### Consigne
Comptez les lignes des enregistrements ci-dessous qui contiennent la chaîne « mesh ». Donnez uniquement ce nombre.

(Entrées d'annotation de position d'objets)
----------
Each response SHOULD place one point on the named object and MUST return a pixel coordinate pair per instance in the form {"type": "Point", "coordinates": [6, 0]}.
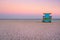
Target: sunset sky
{"type": "Point", "coordinates": [28, 9]}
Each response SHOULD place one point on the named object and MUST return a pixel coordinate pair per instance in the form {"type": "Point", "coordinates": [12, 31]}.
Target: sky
{"type": "Point", "coordinates": [29, 9]}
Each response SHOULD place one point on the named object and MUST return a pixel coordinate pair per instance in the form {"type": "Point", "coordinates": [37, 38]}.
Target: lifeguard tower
{"type": "Point", "coordinates": [47, 18]}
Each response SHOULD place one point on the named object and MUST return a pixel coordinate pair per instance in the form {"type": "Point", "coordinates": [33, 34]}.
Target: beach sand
{"type": "Point", "coordinates": [29, 30]}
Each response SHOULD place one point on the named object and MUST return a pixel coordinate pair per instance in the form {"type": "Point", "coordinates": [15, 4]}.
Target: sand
{"type": "Point", "coordinates": [29, 30]}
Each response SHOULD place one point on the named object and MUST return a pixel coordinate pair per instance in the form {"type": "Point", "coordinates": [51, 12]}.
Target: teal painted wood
{"type": "Point", "coordinates": [47, 17]}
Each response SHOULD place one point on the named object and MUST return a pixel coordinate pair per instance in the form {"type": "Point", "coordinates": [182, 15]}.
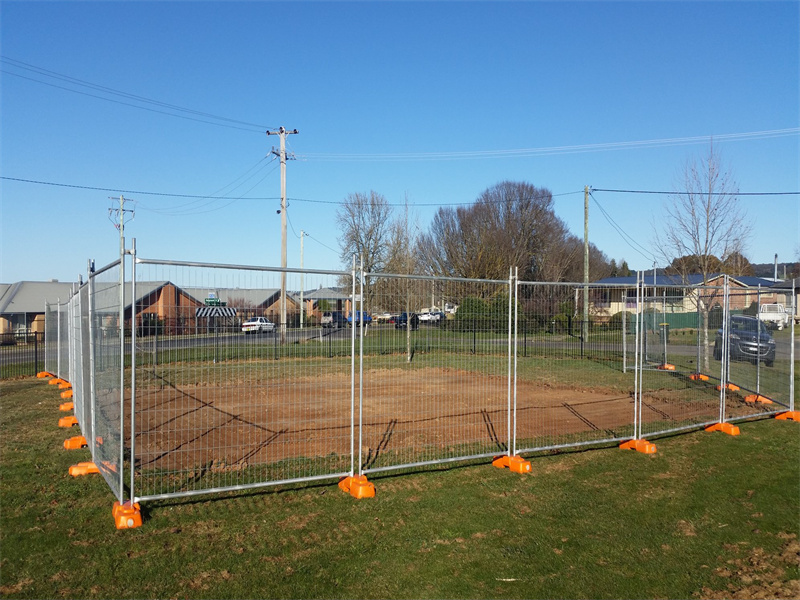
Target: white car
{"type": "Point", "coordinates": [258, 325]}
{"type": "Point", "coordinates": [432, 317]}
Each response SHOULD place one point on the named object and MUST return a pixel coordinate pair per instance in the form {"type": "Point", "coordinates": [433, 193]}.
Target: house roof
{"type": "Point", "coordinates": [325, 294]}
{"type": "Point", "coordinates": [662, 280]}
{"type": "Point", "coordinates": [32, 296]}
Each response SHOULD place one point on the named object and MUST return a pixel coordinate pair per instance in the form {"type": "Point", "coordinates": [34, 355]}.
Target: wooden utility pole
{"type": "Point", "coordinates": [585, 327]}
{"type": "Point", "coordinates": [282, 133]}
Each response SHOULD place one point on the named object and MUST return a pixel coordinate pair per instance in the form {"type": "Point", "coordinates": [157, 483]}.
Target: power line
{"type": "Point", "coordinates": [677, 193]}
{"type": "Point", "coordinates": [626, 238]}
{"type": "Point", "coordinates": [138, 192]}
{"type": "Point", "coordinates": [554, 150]}
{"type": "Point", "coordinates": [224, 121]}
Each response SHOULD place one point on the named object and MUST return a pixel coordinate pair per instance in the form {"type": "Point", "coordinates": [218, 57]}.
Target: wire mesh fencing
{"type": "Point", "coordinates": [237, 383]}
{"type": "Point", "coordinates": [435, 385]}
{"type": "Point", "coordinates": [757, 351]}
{"type": "Point", "coordinates": [570, 384]}
{"type": "Point", "coordinates": [194, 378]}
{"type": "Point", "coordinates": [678, 380]}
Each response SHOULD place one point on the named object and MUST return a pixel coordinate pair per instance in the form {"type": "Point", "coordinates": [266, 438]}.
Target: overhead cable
{"type": "Point", "coordinates": [172, 110]}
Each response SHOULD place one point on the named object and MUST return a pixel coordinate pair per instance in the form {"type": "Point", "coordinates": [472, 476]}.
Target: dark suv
{"type": "Point", "coordinates": [749, 339]}
{"type": "Point", "coordinates": [334, 319]}
{"type": "Point", "coordinates": [401, 322]}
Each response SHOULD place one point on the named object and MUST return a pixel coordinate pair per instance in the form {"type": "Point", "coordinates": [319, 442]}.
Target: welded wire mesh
{"type": "Point", "coordinates": [228, 394]}
{"type": "Point", "coordinates": [106, 360]}
{"type": "Point", "coordinates": [758, 352]}
{"type": "Point", "coordinates": [436, 370]}
{"type": "Point", "coordinates": [51, 338]}
{"type": "Point", "coordinates": [62, 341]}
{"type": "Point", "coordinates": [679, 378]}
{"type": "Point", "coordinates": [571, 386]}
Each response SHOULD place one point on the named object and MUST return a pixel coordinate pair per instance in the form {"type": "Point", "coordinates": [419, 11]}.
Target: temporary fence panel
{"type": "Point", "coordinates": [678, 378]}
{"type": "Point", "coordinates": [80, 378]}
{"type": "Point", "coordinates": [435, 376]}
{"type": "Point", "coordinates": [50, 338]}
{"type": "Point", "coordinates": [571, 385]}
{"type": "Point", "coordinates": [223, 402]}
{"type": "Point", "coordinates": [759, 368]}
{"type": "Point", "coordinates": [106, 433]}
{"type": "Point", "coordinates": [62, 340]}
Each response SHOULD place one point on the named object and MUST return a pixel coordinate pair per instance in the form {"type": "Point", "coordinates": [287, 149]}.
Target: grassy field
{"type": "Point", "coordinates": [707, 516]}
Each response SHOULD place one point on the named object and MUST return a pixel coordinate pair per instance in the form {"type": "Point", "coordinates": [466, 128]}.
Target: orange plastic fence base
{"type": "Point", "coordinates": [515, 464]}
{"type": "Point", "coordinates": [83, 469]}
{"type": "Point", "coordinates": [642, 446]}
{"type": "Point", "coordinates": [730, 387]}
{"type": "Point", "coordinates": [67, 422]}
{"type": "Point", "coordinates": [724, 428]}
{"type": "Point", "coordinates": [357, 486]}
{"type": "Point", "coordinates": [75, 443]}
{"type": "Point", "coordinates": [127, 515]}
{"type": "Point", "coordinates": [752, 398]}
{"type": "Point", "coordinates": [789, 415]}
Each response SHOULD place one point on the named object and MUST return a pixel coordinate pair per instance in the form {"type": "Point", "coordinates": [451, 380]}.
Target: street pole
{"type": "Point", "coordinates": [281, 133]}
{"type": "Point", "coordinates": [585, 328]}
{"type": "Point", "coordinates": [302, 286]}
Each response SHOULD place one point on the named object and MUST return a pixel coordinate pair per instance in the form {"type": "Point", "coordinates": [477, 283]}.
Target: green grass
{"type": "Point", "coordinates": [708, 515]}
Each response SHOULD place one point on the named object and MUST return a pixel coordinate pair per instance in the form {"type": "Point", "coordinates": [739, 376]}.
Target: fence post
{"type": "Point", "coordinates": [35, 352]}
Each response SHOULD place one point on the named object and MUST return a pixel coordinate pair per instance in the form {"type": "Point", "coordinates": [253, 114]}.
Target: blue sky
{"type": "Point", "coordinates": [416, 100]}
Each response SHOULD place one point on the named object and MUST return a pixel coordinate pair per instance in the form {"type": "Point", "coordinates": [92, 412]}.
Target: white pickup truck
{"type": "Point", "coordinates": [774, 315]}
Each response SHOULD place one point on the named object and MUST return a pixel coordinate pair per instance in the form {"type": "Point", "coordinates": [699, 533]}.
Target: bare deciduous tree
{"type": "Point", "coordinates": [704, 220]}
{"type": "Point", "coordinates": [512, 224]}
{"type": "Point", "coordinates": [364, 223]}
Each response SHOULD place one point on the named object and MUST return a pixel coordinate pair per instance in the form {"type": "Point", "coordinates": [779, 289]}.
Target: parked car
{"type": "Point", "coordinates": [748, 339]}
{"type": "Point", "coordinates": [774, 315]}
{"type": "Point", "coordinates": [367, 319]}
{"type": "Point", "coordinates": [333, 319]}
{"type": "Point", "coordinates": [401, 322]}
{"type": "Point", "coordinates": [430, 318]}
{"type": "Point", "coordinates": [258, 325]}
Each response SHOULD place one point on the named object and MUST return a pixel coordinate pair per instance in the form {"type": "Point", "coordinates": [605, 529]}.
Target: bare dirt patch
{"type": "Point", "coordinates": [410, 414]}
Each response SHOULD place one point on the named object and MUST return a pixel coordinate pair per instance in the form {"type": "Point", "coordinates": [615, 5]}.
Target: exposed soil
{"type": "Point", "coordinates": [760, 575]}
{"type": "Point", "coordinates": [421, 414]}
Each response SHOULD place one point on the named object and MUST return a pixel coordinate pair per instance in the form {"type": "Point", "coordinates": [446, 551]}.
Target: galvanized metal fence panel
{"type": "Point", "coordinates": [197, 378]}
{"type": "Point", "coordinates": [759, 367]}
{"type": "Point", "coordinates": [571, 388]}
{"type": "Point", "coordinates": [51, 338]}
{"type": "Point", "coordinates": [219, 408]}
{"type": "Point", "coordinates": [435, 379]}
{"type": "Point", "coordinates": [62, 341]}
{"type": "Point", "coordinates": [106, 384]}
{"type": "Point", "coordinates": [679, 378]}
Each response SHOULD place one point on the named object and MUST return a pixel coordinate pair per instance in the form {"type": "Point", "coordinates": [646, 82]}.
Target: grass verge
{"type": "Point", "coordinates": [707, 516]}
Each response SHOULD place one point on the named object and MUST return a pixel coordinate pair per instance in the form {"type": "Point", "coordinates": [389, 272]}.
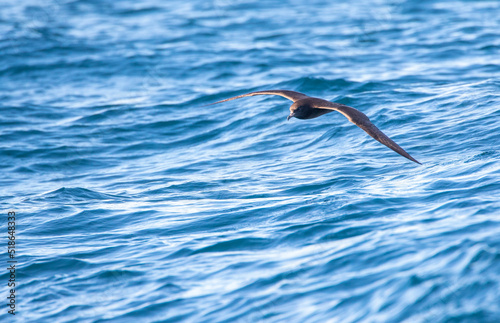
----------
### Corrigé
2